▶ PROVIDED TEXT
In previous essays, I have occasionally mentioned being of poor health. The aforementioned dubious practice is how I got that way. Constant exposure to multitudes of germs wearing me down day after day, year after year, resulted in my lungs becoming so weakened that eventually, a virus that would cause a mere head cold in another person, would give me a multi-month full-blown case of chronic asthmatic bronchitis. At first, the illness would sock me in bed for two months. But by the fifth such event, I was out of commission for six months.

And now for the unlovely irony: my then supervisor had the unmitigated gall to telephone me at home in my sickbed to inform me that “the parents were complaining” at my long absence! I am very proud of the fact that I retorted, “Let me guess, these are the same parents who sent their sick kids in to infect everyone in the first place? And now that that foolishness succeeded, and teacher is seriously ill, they have the nerve to complain??! Tell you what, next time, YOU lie in bed on death’s door, not to mention bored to death, for several months, and I’LL take those nervy phone calls, and, unlike you I am sure, I’LL tell those sanctimonious parents what they deserve to hear!”

Following my emergency disability retirement, it took me YEARS to (mostly) get past the bitterness of what thoughtlessness and lack of common sense had done to my career, my health, and my life. Health-wise, I will NEVER get over it. I recently suffered my ninth bout of this illness. But as far as I can tell, the problem of lopsided priorities in the schools remains. How many more teachers must go through what I went through before parents and school administrators wise up to the obvious?

▶ ENTRIES SUPPLIED
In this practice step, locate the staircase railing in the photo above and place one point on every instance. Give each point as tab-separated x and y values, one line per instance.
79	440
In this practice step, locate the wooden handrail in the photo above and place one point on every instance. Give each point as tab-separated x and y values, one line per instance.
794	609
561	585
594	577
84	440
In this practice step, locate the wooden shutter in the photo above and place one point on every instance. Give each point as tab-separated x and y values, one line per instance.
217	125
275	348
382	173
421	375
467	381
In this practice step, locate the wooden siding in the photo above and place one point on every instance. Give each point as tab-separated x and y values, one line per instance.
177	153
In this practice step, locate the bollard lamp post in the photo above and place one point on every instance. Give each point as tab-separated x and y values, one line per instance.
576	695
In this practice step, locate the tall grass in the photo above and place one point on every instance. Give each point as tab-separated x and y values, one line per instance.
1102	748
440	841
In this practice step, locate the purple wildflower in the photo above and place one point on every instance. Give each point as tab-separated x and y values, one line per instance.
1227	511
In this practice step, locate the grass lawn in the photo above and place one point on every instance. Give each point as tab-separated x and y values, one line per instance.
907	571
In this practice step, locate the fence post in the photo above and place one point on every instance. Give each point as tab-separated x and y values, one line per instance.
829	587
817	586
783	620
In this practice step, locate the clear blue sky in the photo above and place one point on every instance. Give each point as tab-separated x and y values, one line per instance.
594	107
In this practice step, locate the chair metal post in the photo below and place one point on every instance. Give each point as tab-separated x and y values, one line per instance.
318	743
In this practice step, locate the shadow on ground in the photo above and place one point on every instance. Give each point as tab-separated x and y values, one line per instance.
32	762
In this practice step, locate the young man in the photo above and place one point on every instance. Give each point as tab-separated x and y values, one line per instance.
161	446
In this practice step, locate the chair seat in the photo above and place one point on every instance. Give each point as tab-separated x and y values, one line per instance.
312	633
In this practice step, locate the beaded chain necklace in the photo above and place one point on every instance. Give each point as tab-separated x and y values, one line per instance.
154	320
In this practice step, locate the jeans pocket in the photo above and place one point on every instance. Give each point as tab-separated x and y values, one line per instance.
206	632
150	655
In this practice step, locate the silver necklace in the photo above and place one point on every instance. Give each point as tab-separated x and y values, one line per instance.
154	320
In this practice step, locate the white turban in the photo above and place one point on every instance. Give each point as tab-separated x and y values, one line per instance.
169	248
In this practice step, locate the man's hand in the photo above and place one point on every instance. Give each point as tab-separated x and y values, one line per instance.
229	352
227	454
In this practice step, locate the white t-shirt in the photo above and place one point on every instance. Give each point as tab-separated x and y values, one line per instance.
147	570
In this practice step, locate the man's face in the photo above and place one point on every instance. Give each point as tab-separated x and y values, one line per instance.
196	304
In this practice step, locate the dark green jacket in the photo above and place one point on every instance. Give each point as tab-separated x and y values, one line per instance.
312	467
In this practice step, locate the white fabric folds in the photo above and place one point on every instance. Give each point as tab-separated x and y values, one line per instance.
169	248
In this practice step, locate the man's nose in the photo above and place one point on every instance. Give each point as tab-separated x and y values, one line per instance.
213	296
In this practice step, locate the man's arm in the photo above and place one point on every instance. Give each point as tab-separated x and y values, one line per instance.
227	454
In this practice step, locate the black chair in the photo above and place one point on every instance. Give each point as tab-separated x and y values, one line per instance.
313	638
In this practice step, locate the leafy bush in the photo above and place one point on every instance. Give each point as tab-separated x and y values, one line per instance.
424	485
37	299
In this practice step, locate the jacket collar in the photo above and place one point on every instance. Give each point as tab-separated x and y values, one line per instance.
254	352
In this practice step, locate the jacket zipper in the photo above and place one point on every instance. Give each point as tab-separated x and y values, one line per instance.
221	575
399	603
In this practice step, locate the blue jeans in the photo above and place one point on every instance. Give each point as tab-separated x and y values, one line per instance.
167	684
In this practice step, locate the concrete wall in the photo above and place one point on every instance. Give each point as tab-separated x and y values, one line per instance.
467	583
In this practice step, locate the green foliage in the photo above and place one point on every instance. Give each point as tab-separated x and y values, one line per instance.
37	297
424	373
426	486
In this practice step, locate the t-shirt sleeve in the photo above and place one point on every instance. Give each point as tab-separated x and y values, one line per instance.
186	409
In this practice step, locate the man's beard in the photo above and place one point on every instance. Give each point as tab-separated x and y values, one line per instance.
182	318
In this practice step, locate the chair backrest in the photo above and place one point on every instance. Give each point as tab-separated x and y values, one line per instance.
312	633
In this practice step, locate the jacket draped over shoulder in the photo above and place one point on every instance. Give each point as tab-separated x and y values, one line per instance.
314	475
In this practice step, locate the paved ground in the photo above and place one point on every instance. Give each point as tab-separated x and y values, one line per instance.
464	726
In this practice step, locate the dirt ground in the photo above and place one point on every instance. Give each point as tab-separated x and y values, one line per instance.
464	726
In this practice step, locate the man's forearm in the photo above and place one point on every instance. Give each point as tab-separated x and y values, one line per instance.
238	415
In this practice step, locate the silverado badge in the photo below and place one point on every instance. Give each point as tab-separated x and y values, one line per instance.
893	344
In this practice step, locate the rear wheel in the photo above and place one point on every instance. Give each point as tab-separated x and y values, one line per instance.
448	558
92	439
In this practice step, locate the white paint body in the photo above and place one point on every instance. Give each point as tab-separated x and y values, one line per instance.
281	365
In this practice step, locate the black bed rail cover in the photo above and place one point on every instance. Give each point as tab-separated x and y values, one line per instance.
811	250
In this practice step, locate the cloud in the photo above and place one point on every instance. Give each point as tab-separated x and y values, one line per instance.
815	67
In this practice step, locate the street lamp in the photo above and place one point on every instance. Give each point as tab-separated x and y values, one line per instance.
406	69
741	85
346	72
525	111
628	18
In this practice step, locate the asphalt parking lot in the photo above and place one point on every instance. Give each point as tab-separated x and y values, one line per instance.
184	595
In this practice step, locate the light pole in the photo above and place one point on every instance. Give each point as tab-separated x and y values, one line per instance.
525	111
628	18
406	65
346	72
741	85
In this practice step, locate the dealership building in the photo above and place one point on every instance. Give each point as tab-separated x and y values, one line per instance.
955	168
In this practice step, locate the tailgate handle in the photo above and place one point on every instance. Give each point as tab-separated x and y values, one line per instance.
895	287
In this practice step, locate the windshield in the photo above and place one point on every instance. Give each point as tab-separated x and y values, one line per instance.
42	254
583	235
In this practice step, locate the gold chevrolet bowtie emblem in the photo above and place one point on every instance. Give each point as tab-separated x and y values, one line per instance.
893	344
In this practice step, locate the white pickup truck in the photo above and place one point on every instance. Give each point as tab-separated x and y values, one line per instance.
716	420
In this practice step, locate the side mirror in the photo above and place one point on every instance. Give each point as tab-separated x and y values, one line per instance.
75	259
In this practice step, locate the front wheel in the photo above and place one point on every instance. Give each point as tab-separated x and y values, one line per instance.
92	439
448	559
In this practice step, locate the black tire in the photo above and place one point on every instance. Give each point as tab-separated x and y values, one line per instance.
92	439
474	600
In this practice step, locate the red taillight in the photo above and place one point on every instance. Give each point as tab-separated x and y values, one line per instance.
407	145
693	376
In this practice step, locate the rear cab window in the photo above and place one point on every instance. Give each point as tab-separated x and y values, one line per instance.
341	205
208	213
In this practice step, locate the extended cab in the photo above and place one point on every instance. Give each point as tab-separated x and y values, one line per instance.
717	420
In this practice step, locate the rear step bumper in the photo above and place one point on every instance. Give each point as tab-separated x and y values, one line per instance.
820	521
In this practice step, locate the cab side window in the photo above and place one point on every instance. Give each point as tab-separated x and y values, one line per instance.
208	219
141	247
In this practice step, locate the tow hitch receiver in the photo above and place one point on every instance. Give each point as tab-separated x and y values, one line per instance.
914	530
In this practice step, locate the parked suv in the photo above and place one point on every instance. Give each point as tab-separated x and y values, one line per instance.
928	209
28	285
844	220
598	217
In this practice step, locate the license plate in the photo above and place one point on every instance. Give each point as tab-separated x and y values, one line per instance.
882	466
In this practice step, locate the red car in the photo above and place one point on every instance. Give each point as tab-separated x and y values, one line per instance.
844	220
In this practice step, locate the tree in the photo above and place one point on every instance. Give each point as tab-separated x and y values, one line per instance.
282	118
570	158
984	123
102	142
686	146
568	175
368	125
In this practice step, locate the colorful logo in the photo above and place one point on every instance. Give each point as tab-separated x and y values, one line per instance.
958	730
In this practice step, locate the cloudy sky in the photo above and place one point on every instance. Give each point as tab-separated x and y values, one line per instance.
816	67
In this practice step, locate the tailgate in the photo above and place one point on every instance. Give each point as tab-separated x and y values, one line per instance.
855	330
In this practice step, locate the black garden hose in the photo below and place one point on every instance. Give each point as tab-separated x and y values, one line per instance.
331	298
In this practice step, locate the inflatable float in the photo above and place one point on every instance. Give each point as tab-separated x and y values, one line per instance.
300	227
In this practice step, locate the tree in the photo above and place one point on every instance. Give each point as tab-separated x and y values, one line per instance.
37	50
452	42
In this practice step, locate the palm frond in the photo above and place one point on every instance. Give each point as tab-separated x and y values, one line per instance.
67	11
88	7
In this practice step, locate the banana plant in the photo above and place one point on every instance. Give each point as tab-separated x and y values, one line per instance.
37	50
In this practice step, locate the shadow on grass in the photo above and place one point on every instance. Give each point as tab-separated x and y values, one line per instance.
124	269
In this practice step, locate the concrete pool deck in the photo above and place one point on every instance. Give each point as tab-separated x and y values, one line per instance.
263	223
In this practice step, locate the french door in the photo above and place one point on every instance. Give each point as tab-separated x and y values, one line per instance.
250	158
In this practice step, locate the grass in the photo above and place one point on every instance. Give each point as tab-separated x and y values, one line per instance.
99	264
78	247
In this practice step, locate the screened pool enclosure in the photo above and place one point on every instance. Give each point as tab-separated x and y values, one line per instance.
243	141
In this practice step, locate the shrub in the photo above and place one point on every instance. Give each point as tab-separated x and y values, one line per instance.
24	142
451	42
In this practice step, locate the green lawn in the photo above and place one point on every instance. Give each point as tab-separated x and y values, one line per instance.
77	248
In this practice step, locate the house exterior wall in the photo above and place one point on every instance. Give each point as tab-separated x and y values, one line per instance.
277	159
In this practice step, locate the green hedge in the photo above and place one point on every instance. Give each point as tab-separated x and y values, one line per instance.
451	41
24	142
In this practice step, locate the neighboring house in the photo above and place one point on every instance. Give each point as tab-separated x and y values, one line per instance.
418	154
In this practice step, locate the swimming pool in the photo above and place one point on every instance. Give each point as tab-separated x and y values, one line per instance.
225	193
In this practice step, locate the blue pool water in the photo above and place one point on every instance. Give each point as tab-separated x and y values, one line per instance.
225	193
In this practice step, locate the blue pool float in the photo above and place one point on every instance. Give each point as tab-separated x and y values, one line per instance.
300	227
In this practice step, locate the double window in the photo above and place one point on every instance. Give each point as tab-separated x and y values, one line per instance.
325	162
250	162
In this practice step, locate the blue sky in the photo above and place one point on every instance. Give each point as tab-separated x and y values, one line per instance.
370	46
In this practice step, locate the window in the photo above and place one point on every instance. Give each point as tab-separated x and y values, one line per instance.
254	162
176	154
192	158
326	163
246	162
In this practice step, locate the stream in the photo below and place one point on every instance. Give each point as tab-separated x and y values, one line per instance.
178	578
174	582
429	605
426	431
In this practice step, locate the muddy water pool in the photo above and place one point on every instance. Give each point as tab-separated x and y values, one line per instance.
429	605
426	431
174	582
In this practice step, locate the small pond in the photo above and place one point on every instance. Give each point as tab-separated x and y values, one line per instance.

▶ PROBLEMS TO SOLVE
1. From the essay, print the passage starting at "Following my emergency" and ending at "to the obvious?".
2. According to the essay, what three things had thoughtlessness and lack of common sense done harm to?
3. In the essay, how long was the writer out of commission by the fifth bout of illness?

▶ ANSWERS TO THE TASKS
1.
Following my emergency disability retirement, it took me YEARS to (mostly) get past the bitterness of what thoughtlessness and lack of common sense had done to my career, my health, and my life. Health-wise, I will NEVER get over it. I recently suffered my ninth bout of this illness. But as far as I can tell, the problem of lopsided priorities in the schools remains. How many more teachers must go through what I went through before parents and school administrators wise up to the obvious?

2.
- career
- health
- life

3. Six months.